Task requirements =>
Every line of the data must appear again in the answer, exactly as written.

Natural language region descriptions:
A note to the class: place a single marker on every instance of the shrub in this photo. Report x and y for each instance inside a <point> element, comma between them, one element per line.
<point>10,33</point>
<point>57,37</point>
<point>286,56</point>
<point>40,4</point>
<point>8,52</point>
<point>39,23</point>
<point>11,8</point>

Output below =>
A note to the class: place a single marker on every instance of the shrub in this photo. Report x and y for each instance inside a <point> element, comma between them, one element per line.
<point>10,33</point>
<point>57,37</point>
<point>286,56</point>
<point>40,4</point>
<point>8,52</point>
<point>39,23</point>
<point>11,8</point>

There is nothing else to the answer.